=== Material for this exercise ===
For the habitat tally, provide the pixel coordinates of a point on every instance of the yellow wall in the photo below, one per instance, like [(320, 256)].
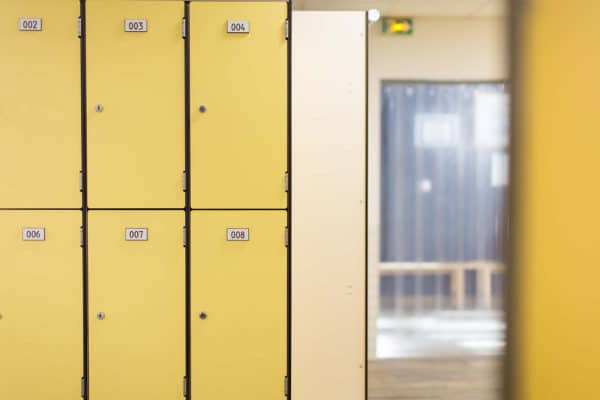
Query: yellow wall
[(557, 202)]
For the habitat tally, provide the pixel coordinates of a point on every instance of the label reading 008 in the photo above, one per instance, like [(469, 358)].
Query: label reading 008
[(238, 235), (34, 234), (30, 24), (136, 25), (136, 234), (238, 26)]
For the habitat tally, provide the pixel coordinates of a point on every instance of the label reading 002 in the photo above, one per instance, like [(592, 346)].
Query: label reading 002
[(136, 25), (238, 26), (238, 235), (136, 234), (34, 234), (30, 24)]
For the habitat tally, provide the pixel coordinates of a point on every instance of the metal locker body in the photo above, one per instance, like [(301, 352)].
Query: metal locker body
[(239, 308), (136, 303), (40, 107), (41, 321), (239, 105), (136, 130)]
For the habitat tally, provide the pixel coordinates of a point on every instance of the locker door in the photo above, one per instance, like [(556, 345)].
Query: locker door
[(137, 305), (239, 105), (40, 135), (239, 292), (41, 323), (136, 134)]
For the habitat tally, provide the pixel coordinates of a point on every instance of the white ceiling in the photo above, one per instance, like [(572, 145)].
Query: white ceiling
[(413, 8)]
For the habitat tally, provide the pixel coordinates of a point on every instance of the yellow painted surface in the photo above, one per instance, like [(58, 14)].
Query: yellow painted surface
[(41, 314), (136, 144), (138, 350), (239, 145), (558, 253), (40, 136), (239, 350)]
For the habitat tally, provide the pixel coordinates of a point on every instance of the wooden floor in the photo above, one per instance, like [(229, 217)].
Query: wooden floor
[(476, 378)]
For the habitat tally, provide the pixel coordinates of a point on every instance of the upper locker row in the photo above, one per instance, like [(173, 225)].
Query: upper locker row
[(136, 104)]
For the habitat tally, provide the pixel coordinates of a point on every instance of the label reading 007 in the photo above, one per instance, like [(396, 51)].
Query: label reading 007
[(136, 234), (238, 26), (30, 24), (136, 25), (238, 235), (34, 234)]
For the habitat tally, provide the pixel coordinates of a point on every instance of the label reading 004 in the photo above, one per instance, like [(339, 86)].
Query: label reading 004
[(30, 24), (238, 26), (34, 234), (136, 234), (136, 25), (238, 235)]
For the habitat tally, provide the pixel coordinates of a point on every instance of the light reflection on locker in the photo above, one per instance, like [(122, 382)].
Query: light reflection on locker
[(135, 110), (41, 313), (238, 295), (136, 303)]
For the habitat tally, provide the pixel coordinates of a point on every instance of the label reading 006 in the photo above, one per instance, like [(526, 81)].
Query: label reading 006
[(238, 26), (34, 234), (30, 24), (238, 235), (136, 25), (136, 234)]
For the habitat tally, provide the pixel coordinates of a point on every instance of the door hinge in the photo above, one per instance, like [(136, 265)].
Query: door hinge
[(184, 28), (79, 27), (185, 387), (286, 386), (287, 29), (83, 387), (184, 181)]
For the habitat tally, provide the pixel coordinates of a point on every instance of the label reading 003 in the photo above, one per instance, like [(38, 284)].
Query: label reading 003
[(136, 25), (238, 235), (238, 26), (30, 24), (136, 234), (34, 234)]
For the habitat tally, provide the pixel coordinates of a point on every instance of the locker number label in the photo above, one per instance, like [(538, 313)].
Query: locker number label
[(238, 26), (238, 235), (136, 234), (34, 234), (30, 24), (136, 25)]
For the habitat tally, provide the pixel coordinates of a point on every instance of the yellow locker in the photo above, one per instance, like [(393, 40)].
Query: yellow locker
[(136, 132), (41, 311), (40, 107), (238, 289), (557, 202), (239, 104), (136, 303)]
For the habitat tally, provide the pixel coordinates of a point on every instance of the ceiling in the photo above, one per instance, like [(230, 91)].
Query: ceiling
[(412, 8)]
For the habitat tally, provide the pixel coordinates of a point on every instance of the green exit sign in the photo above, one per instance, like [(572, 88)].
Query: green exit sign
[(398, 26)]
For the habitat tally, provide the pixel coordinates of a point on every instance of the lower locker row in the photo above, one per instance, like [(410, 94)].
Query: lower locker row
===
__What is expected__: Recast every line of the items above as a Markdown table with a Row column for the row number and a Line column for the line, leaving out blank lines and the pictures.

__Solved exercise__:
| Row | Line |
|---|---|
| 1 | For the habitat tally, provide the pixel coordinates of a point on every instance of the yellow wall in the photo below, one per instance, like [(320, 256)]. |
| 2 | Query: yellow wall |
| 3 | [(557, 202)] |
| 4 | For the habitat tally, provide the pixel coordinates of a point on every instance of the label reading 008 in the photo above, one per instance, like [(469, 358)]. |
| 5 | Query: label reading 008 |
| 6 | [(238, 235), (34, 234), (30, 24), (136, 25), (136, 234), (238, 26)] |
| 7 | For the habitat tally, provide the pixel coordinates of a point on every instance of the label reading 002 in the photo above, one per instance, like [(592, 346)]. |
| 8 | Query: label reading 002 |
| 9 | [(136, 25), (238, 26), (238, 235), (136, 234), (34, 234), (30, 24)] |
| 10 | For the habitat tally, provide the pixel coordinates of a point on every instance of the metal locker body in the photo above, one per instance, like [(301, 352)]. |
| 11 | Query: metal locker body |
| 12 | [(239, 308), (136, 303), (40, 107), (41, 321), (239, 105), (136, 130)] |
| 13 | For the habitat tally, provide the pixel coordinates of a point on every instance of the locker door in the photo above, one per instance, like [(556, 345)]. |
| 14 | Query: locker door |
| 15 | [(137, 305), (239, 105), (40, 135), (239, 292), (41, 323), (136, 134)] |
| 16 | For the habitat tally, provide the pixel coordinates of a point on every instance of the white ceiling in the photo above, one per instance, like [(572, 145)]. |
| 17 | Query: white ceiling |
| 18 | [(413, 8)] |
| 19 | For the habitat tally, provide the pixel coordinates of a point on every instance of the yellow painted surface in the photo above, one per instance, like [(58, 14)]. |
| 20 | Query: yellow painted surface |
| 21 | [(41, 314), (136, 144), (138, 350), (239, 145), (558, 253), (40, 136), (239, 350)] |
| 22 | For the habitat tally, provide the pixel coordinates of a point on every instance of the wooden floor in the photo above, one per instance, like [(229, 217)]. |
| 23 | Query: wooden floor |
| 24 | [(476, 378)] |
| 25 | For the habitat tally, provide the pixel coordinates of a point on every instance of the upper locker row in the photo above, one per instance, like [(173, 225)]. |
| 26 | Query: upper locker row |
| 27 | [(136, 104)] |
| 28 | For the habitat tally, provide the pixel coordinates of a point on every instance of the label reading 007 in the photo above, one per instance, like [(396, 51)]. |
| 29 | Query: label reading 007 |
| 30 | [(136, 234), (238, 26), (30, 24), (136, 25), (238, 235), (34, 234)] |
| 31 | For the habitat tally, provide the pixel coordinates of a point on every instance of the label reading 004 in the photo above, one per instance, like [(339, 86)]. |
| 32 | Query: label reading 004 |
| 33 | [(30, 24), (238, 26), (34, 234), (136, 234), (136, 25), (238, 235)] |
| 34 | For the habitat tally, provide the pixel coordinates of a point on every instance of the light reflection on locker in the photo above, one per instance, like [(122, 382)]. |
| 35 | Query: light reflection on locker |
| 36 | [(135, 110), (41, 313), (238, 295), (136, 303)] |
| 37 | For the habitat tally, provide the pixel coordinates of a point on every instance of the label reading 006 in the photo above, one per instance, like [(526, 81)]. |
| 38 | Query: label reading 006 |
| 39 | [(238, 26), (34, 234), (30, 24), (238, 235), (136, 25), (136, 234)] |
| 40 | For the habitat tally, provide the pixel coordinates of a point on every instance of the door hinge in the photo above, one per instance, like [(136, 265)]. |
| 41 | Query: door hinge |
| 42 | [(184, 28), (79, 27), (185, 387), (286, 386), (287, 29), (83, 387), (184, 181)] |
| 43 | For the habitat tally, provide the pixel coordinates of a point on every instance of the label reading 003 in the photo above, one per instance, like [(38, 284)]. |
| 44 | Query: label reading 003 |
| 45 | [(136, 25), (238, 235), (238, 26), (30, 24), (136, 234), (34, 234)] |
| 46 | For the habitat tally, provide the pixel coordinates of a point on every instance of the locker number label in the photo above, one per instance, like [(538, 313)]. |
| 47 | Query: locker number label |
| 48 | [(238, 26), (238, 235), (136, 234), (34, 234), (30, 24), (136, 25)] |
| 49 | For the habitat tally, provide the pixel coordinates of a point on every instance of the yellow locker in the photo above, one per instance, like [(393, 40)]. |
| 50 | Query: yellow locker |
| 51 | [(136, 132), (41, 311), (40, 107), (238, 289), (557, 202), (239, 104), (136, 303)] |
| 52 | For the habitat tally, provide the pixel coordinates of a point on every instance of the ceiling in the photo above, one per instance, like [(230, 91)]. |
| 53 | Query: ceiling |
| 54 | [(412, 8)] |
| 55 | For the habitat tally, provide the pixel coordinates of a point on every instance of the green exit sign in the photo above, one per instance, like [(572, 88)]. |
| 56 | Query: green exit sign |
| 57 | [(398, 26)] |
| 58 | For the habitat tally, provide the pixel coordinates of a point on every instance of the lower locker row in the photo above, one per instance, like [(410, 94)]. |
| 59 | Query: lower locker row |